Exercise text:
WOMEN are being urged to ensure they have a 'lifesaving' screening test - as figures show Dorset has one of the lowest uptakes in the country.

Around one in four women aged 25 to 29 who are eligible for cervical screening have not been to their GP to have the simple test done, according to figures from NHS England.

It comes as one Dorset woman urges people to get tested, saying the screening without doubt, saved my life'.

The woman, who wanted to be known only as Sarah, was diagnosed with Stage One Cervical Cancer in 2012, at the age of 43.

She said: "I have never missed an appointment and so when I was called for one in 2012, I went without hesitation. The appointment only took a few minutes and by the time I had chatted with the nurse about the weather, it was all over.

"Unfortunately, this time my results came back as abnormal and I was quickly referred for further tests. I was very lucky as the cancer was picked up so early I only needed surgery, I didn’t need any further treatment. From diagnosis to surgery was just a month, everything happened very quickly."

Dataset content:
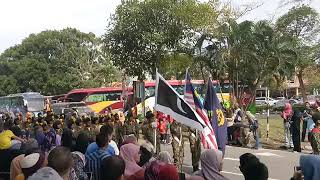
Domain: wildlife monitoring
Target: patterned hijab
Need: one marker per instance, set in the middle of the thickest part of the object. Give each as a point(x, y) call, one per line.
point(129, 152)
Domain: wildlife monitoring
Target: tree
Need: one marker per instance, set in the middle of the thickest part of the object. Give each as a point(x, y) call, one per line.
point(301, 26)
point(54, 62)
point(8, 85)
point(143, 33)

==

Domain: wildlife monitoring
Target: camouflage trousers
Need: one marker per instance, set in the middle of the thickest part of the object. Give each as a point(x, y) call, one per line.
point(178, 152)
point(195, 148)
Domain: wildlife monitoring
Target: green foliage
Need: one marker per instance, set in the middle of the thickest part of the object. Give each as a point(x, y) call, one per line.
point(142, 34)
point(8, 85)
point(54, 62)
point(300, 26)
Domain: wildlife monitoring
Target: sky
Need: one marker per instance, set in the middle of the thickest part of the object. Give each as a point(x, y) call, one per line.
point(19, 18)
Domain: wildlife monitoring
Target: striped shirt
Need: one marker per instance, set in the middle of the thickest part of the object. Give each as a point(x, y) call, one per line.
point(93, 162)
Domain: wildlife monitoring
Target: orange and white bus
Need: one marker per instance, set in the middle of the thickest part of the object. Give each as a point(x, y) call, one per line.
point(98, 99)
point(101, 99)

Assigned task A: Using the cervical screening article, decide whether each statement agrees with it: (i) Sarah was 43 when she was diagnosed; (ii) Sarah needed more treatment after her surgery; (iii) about one in four eligible women aged 25 to 29 have not had the test. For each, answer yes or no and quote the words from the article that settle it.
Assigned task B: Extend the cervical screening article past its final sentence.

Task response A:
(i) Yes: "was diagnosed with Stage One Cervical Cancer in 2012, at the age of 43."
(ii) No: "I only needed surgery, I didn’t need any further treatment."
(iii) Yes: "Around one in four women aged 25 to 29 who are eligible for cervical screening have not been to their GP to have the simple test done"

Task response B:
She added: "If I could give any women a message about screening, I would say ‘Go, don’t leave it’. The sooner anything suspicious is picked up, the better the outcome. If I had ignored my appointment the world would have one less daughter, sister and mother.”

Every day nine women in the UK are diagnosed with cervical cancer and two women lose their lives to the disease. Cervical cancer is the most common cancer in women under 35 but is largely preventable thanks to cervical screening and the HPV vaccination.

Experts believe embarrassment and a lack of understanding about the causes of cervical cancer may be behind the fall in the number of women attending appointments.

Dr Liz Mearns, Medical Director based in NHS England’s Southampton office said: "The first girls who were vaccinated against HPV are now eligible for screening as they reach their 25th birthday. Although they are protected against the two most common HPV types that cause 70 per cent of cervical cancers, the risk is not completely eliminated and screening is still an important part of preventing cancer.”

NHS England and Public Health England are supporting Cervical Cancer Prevention Week, which runs from January 22-28.

Dr Mearns added: “It is really important for women to understand the importance of attending cervical screening when they receive a letter from their GP as it can detect pre-cancer abnormalities, which, if left untreated, may develop into cancer. Screening is for people without symptoms as a preventative measure.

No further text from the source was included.